Exercise.
Give back exactly the lines spanning from the one containing "In the photo above, where can the gray" to the final line of the records below, and no others.

::::::

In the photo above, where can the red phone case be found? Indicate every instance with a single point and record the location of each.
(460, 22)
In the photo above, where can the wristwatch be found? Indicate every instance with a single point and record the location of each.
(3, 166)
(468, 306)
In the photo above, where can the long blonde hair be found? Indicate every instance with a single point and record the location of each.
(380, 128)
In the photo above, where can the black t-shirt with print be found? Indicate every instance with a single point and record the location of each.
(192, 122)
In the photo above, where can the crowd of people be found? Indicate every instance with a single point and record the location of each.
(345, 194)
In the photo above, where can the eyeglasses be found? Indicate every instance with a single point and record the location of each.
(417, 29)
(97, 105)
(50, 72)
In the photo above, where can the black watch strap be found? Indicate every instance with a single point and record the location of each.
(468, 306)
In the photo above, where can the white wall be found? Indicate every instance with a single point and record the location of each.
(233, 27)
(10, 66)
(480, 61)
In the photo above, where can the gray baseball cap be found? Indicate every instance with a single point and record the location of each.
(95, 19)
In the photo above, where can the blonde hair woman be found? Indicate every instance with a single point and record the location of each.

::::::

Solved exercise.
In the photo above, where can the gray baseball cap be found? Indicate every instance with a single point and record the location of each.
(95, 19)
In the photo above, where can the blonde hair woman be found? Indicate every instance with a single point and record the location of each.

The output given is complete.